## Short problem
Write out the lines below word for word, leaving the pictures out of your answer.

>> Begin Data provided

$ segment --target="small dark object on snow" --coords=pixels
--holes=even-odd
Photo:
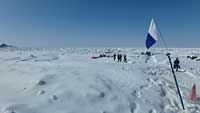
[[[53,99],[53,100],[57,100],[58,97],[57,97],[56,95],[53,95],[53,96],[52,96],[52,99]]]
[[[6,47],[9,47],[7,44],[3,43],[0,45],[0,48],[6,48]]]
[[[192,56],[192,57],[191,57],[192,60],[194,60],[194,59],[196,59],[196,58],[197,58],[197,56]]]
[[[200,59],[196,59],[196,61],[200,61]]]
[[[40,81],[38,82],[38,85],[45,85],[45,84],[46,84],[46,82],[43,81],[43,80],[40,80]]]
[[[104,97],[105,97],[105,93],[104,93],[104,92],[101,92],[101,93],[99,94],[99,97],[104,98]]]

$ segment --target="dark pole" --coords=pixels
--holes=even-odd
[[[170,63],[171,69],[172,69],[172,73],[173,73],[174,80],[175,80],[175,83],[176,83],[176,88],[178,90],[178,94],[179,94],[179,97],[180,97],[180,100],[181,100],[181,104],[182,104],[183,110],[185,110],[185,107],[184,107],[184,104],[183,104],[183,99],[182,99],[182,96],[181,96],[181,93],[180,93],[180,90],[179,90],[178,82],[176,80],[176,75],[175,75],[175,72],[174,72],[174,69],[173,69],[173,66],[172,66],[172,61],[171,61],[170,53],[167,53],[166,55],[167,55],[167,57],[169,59],[169,63]]]

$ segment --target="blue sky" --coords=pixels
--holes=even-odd
[[[145,47],[153,17],[169,47],[200,47],[199,12],[199,0],[0,0],[0,42]]]

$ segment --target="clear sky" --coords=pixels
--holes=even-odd
[[[145,47],[152,17],[169,47],[200,47],[200,0],[0,0],[0,43]]]

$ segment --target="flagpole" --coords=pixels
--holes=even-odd
[[[156,23],[156,21],[154,21],[154,22]],[[164,43],[164,45],[165,45],[165,48],[166,48],[166,50],[168,51],[166,41],[165,41],[165,39],[163,38],[162,33],[160,32],[160,29],[159,29],[158,24],[157,24],[157,27],[158,27],[159,33],[160,33],[160,35],[161,35],[160,37],[162,38],[163,43]],[[174,72],[174,68],[173,68],[173,66],[172,66],[172,61],[171,61],[170,53],[167,53],[166,56],[167,56],[168,59],[169,59],[169,63],[170,63],[170,67],[171,67],[171,71],[172,71],[172,74],[173,74],[173,77],[174,77],[174,81],[175,81],[175,83],[176,83],[176,88],[177,88],[178,95],[179,95],[180,100],[181,100],[182,108],[183,108],[183,110],[185,110],[185,106],[184,106],[184,103],[183,103],[182,95],[181,95],[181,92],[180,92],[180,89],[179,89],[179,85],[178,85],[178,82],[177,82],[177,79],[176,79],[176,75],[175,75],[175,72]]]
[[[178,91],[178,95],[179,95],[180,100],[181,100],[182,108],[183,108],[183,110],[185,110],[185,106],[184,106],[184,103],[183,103],[182,95],[181,95],[181,92],[179,90],[179,86],[178,86],[178,82],[177,82],[176,75],[175,75],[175,72],[174,72],[174,68],[172,66],[172,61],[171,61],[170,53],[167,53],[166,55],[167,55],[167,57],[169,59],[169,63],[170,63],[170,66],[171,66],[172,74],[174,76],[174,81],[176,83],[176,88],[177,88],[177,91]]]

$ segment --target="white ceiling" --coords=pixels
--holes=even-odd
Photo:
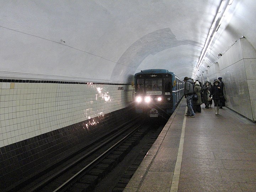
[[[234,0],[195,73],[222,1],[1,1],[0,75],[127,82],[163,68],[192,77],[242,36],[256,48],[255,1]]]

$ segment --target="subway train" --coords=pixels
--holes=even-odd
[[[136,112],[150,117],[170,116],[182,98],[184,83],[166,69],[147,69],[136,73]]]

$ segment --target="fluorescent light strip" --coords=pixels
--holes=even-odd
[[[208,51],[209,49],[210,46],[211,45],[211,44],[212,44],[212,43],[213,41],[213,39],[214,39],[214,37],[215,36],[215,35],[216,35],[217,31],[219,29],[219,27],[220,26],[220,24],[221,24],[221,23],[222,22],[222,21],[223,21],[223,19],[224,19],[224,17],[225,17],[226,14],[226,13],[228,12],[228,11],[229,9],[229,7],[230,7],[230,5],[232,4],[232,2],[233,2],[233,0],[229,0],[229,1],[228,2],[228,6],[227,6],[226,7],[226,9],[225,9],[225,11],[223,12],[223,11],[222,11],[222,9],[223,9],[223,7],[224,6],[225,0],[223,0],[222,1],[221,3],[220,4],[220,7],[219,8],[219,9],[218,10],[217,13],[216,14],[216,15],[215,17],[215,18],[214,19],[214,21],[213,22],[213,23],[212,25],[212,26],[210,28],[210,31],[209,31],[209,33],[208,34],[208,36],[207,37],[207,38],[206,39],[206,43],[204,44],[204,47],[203,48],[203,50],[202,50],[202,51],[201,52],[201,55],[200,55],[200,57],[199,58],[198,62],[197,63],[197,66],[196,68],[196,70],[195,70],[195,71],[194,73],[194,75],[193,75],[193,79],[194,79],[194,78],[195,77],[195,76],[196,75],[196,74],[197,72],[198,69],[201,66],[201,65],[202,64],[202,63],[203,60],[203,59],[204,58],[204,57],[205,57],[206,55],[206,54],[208,52]],[[220,19],[220,20],[219,22],[219,23],[218,23],[218,26],[215,30],[215,31],[214,32],[214,33],[213,33],[213,34],[212,35],[212,36],[211,38],[211,36],[212,33],[213,31],[213,29],[215,27],[215,26],[216,26],[216,23],[217,22],[217,21],[219,18],[220,16],[221,15],[220,13],[222,12],[223,13],[223,14],[222,14],[222,18]]]

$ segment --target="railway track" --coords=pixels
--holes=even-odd
[[[33,185],[33,187],[27,187],[19,191],[92,191],[97,183],[123,159],[148,131],[149,126],[138,124],[142,121],[141,119],[131,121],[132,123],[130,122],[123,126],[122,131],[119,131],[118,134],[102,140],[96,147],[95,145],[92,146],[91,149],[70,159],[59,166],[58,170],[53,170],[44,178],[41,177],[39,182],[38,180],[34,182],[34,183],[32,182],[30,185]],[[151,144],[154,141],[151,143]],[[150,146],[146,147],[144,154],[139,155],[135,163],[137,165],[139,165]],[[134,171],[137,169],[134,166],[132,169]],[[131,173],[130,171],[128,170]],[[131,177],[130,174],[129,175]],[[127,177],[125,175],[121,179],[119,186],[115,187],[115,191],[121,191],[120,189],[124,185],[124,181],[128,183],[129,181]]]

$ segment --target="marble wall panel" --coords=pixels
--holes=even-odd
[[[250,100],[225,95],[226,106],[246,117],[252,120],[252,108]]]
[[[252,120],[256,121],[256,100],[254,100],[251,101],[251,104],[252,107]]]
[[[256,58],[256,50],[246,38],[240,39],[242,53],[244,59]]]
[[[256,58],[245,59],[244,61],[247,79],[256,79]]]
[[[222,70],[242,59],[241,43],[240,41],[238,40],[218,59],[220,70]]]
[[[240,60],[221,71],[223,82],[233,81],[246,79],[243,60]]]
[[[224,94],[238,98],[250,100],[247,81],[242,80],[225,82]]]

>> End Data provided

## Task result
$ segment --target="small dark object on snow" --coords=pixels
--holes=even-odd
Photo:
[[[53,99],[53,100],[57,100],[58,97],[57,97],[56,95],[53,95],[53,96],[52,96],[52,99]]]
[[[6,47],[9,47],[7,44],[3,43],[0,45],[0,48],[6,48]]]
[[[192,56],[192,57],[191,57],[192,60],[194,60],[194,59],[196,59],[196,58],[197,58],[197,56]]]
[[[200,59],[196,59],[196,61],[200,61]]]
[[[40,81],[38,82],[38,85],[45,85],[45,84],[46,84],[46,82],[43,81],[43,80],[40,80]]]
[[[104,97],[105,97],[105,93],[104,93],[104,92],[101,92],[101,93],[99,94],[99,97],[104,98]]]

$ segment --target="dark pole" --coords=pixels
--holes=even-odd
[[[170,63],[171,69],[172,69],[172,73],[173,73],[174,80],[175,80],[175,83],[176,83],[176,88],[178,90],[178,94],[179,94],[179,97],[180,97],[180,100],[181,100],[181,104],[182,104],[183,110],[185,110],[185,107],[184,107],[184,104],[183,104],[183,99],[182,99],[182,96],[181,96],[181,93],[180,93],[180,90],[179,90],[178,82],[176,80],[176,75],[175,75],[175,72],[174,72],[174,69],[173,69],[173,66],[172,66],[172,61],[171,61],[170,53],[167,53],[166,55],[167,55],[167,57],[169,59],[169,63]]]

$ segment --target="blue sky" --coords=pixels
--holes=even-odd
[[[145,47],[153,17],[169,47],[200,47],[199,12],[199,0],[0,0],[0,42]]]

$ segment --target="clear sky" --coords=pixels
--holes=even-odd
[[[145,47],[152,17],[169,47],[200,47],[200,0],[0,0],[0,43]]]

$ segment --target="flagpole" --coords=pixels
--holes=even-odd
[[[156,23],[156,21],[154,21],[154,22]],[[164,43],[164,45],[165,45],[165,48],[166,48],[166,50],[168,51],[166,41],[165,41],[165,39],[163,38],[162,33],[160,32],[160,29],[159,29],[158,24],[157,24],[157,27],[158,27],[159,33],[160,33],[160,35],[161,35],[160,37],[162,38],[163,43]],[[174,72],[174,68],[173,68],[173,66],[172,66],[172,61],[171,61],[170,53],[167,53],[166,56],[167,56],[168,59],[169,59],[169,63],[170,63],[170,67],[171,67],[171,71],[172,71],[172,74],[173,74],[173,77],[174,77],[174,81],[175,81],[175,83],[176,83],[176,88],[177,88],[178,95],[179,95],[180,100],[181,100],[182,108],[183,108],[183,110],[185,110],[185,106],[184,106],[184,103],[183,103],[182,95],[181,95],[181,92],[180,92],[180,89],[179,89],[179,85],[178,85],[178,82],[177,82],[177,79],[176,79],[176,75],[175,75],[175,72]]]
[[[178,91],[178,95],[179,95],[180,100],[181,100],[182,108],[183,108],[183,110],[185,110],[185,106],[184,106],[184,103],[183,103],[182,95],[181,95],[181,92],[179,90],[179,86],[178,86],[178,82],[177,82],[176,75],[175,75],[175,72],[174,72],[174,68],[172,66],[172,61],[171,61],[170,53],[167,53],[166,55],[167,55],[167,57],[169,59],[169,63],[170,63],[170,66],[171,66],[172,74],[174,76],[174,81],[176,83],[176,88],[177,88],[177,91]]]

$ segment --target="white ceiling" --coords=pixels
--holes=even-odd
Photo:
[[[234,0],[195,73],[222,1],[1,1],[0,75],[127,82],[163,68],[192,77],[242,36],[256,48],[255,1]]]

$ segment --target="subway train" --coords=pixels
--holes=even-odd
[[[136,112],[150,117],[170,116],[182,98],[184,83],[166,69],[147,69],[136,73]]]

$ segment --target="fluorescent light strip" --coords=pixels
--holes=even-odd
[[[208,51],[209,49],[210,46],[211,45],[211,44],[212,44],[212,43],[213,41],[213,39],[214,39],[214,37],[215,36],[215,35],[216,35],[217,31],[219,29],[219,27],[220,26],[220,24],[221,24],[221,23],[222,22],[222,21],[223,21],[223,19],[224,19],[224,17],[225,17],[226,14],[226,13],[228,12],[228,11],[229,9],[229,7],[230,7],[230,5],[232,4],[232,2],[233,2],[233,0],[229,0],[229,1],[228,2],[228,6],[227,6],[226,7],[226,9],[225,9],[225,11],[223,12],[223,11],[222,11],[222,9],[223,9],[223,7],[224,6],[225,0],[223,0],[222,1],[221,3],[220,4],[220,7],[219,8],[219,9],[218,10],[217,13],[216,14],[216,15],[215,17],[215,18],[214,19],[214,21],[213,22],[213,23],[212,25],[212,26],[210,28],[210,31],[209,31],[209,33],[208,34],[208,36],[207,37],[207,38],[206,39],[206,43],[204,44],[204,47],[203,48],[203,50],[202,50],[202,51],[201,52],[201,55],[200,55],[200,57],[199,58],[198,62],[197,63],[197,66],[196,68],[196,70],[195,70],[195,71],[194,73],[194,75],[193,75],[193,79],[194,79],[194,78],[195,77],[195,76],[196,75],[196,74],[197,72],[198,69],[201,66],[201,65],[202,64],[202,63],[203,60],[203,59],[204,58],[204,57],[205,57],[206,55],[206,54],[208,52]],[[220,19],[220,20],[219,22],[219,23],[218,23],[218,26],[215,30],[215,31],[214,32],[214,33],[213,33],[213,34],[212,35],[212,36],[211,38],[211,36],[212,33],[213,31],[213,29],[215,27],[215,26],[216,26],[216,23],[217,22],[217,21],[219,18],[220,16],[221,15],[220,13],[222,12],[223,13],[223,14],[222,14],[222,18]]]

$ segment --target="railway track" --coords=pixels
--holes=even-odd
[[[33,185],[33,187],[27,187],[19,191],[92,191],[97,183],[123,159],[148,131],[149,126],[138,124],[142,121],[141,119],[131,121],[132,123],[130,122],[123,126],[122,131],[119,131],[118,134],[102,140],[96,147],[95,145],[92,146],[91,149],[70,159],[59,166],[58,170],[53,170],[44,178],[41,177],[39,182],[38,180],[34,182],[34,183],[32,182],[30,185]],[[151,144],[154,141],[151,143]],[[150,146],[146,147],[144,154],[139,155],[135,163],[137,165],[139,165]],[[134,171],[137,169],[134,166],[132,169]],[[131,173],[130,171],[128,170]],[[131,177],[130,174],[129,175]],[[127,177],[125,175],[121,179],[119,186],[115,187],[115,191],[121,191],[120,189],[124,185],[124,181],[128,183],[129,181]]]

$ segment --target="marble wall panel" --coords=pixels
--holes=even-odd
[[[250,100],[225,95],[226,106],[246,117],[252,120],[252,108]]]
[[[252,120],[256,121],[256,100],[254,100],[251,101],[251,104],[252,107]]]
[[[256,58],[256,50],[246,38],[240,39],[242,53],[244,59]]]
[[[256,58],[245,59],[244,61],[247,79],[256,79]]]
[[[222,70],[242,59],[241,43],[240,41],[238,40],[218,59],[220,70]]]
[[[240,60],[221,71],[223,82],[233,81],[246,79],[243,60]]]
[[[224,94],[238,98],[250,100],[247,81],[242,80],[225,82]]]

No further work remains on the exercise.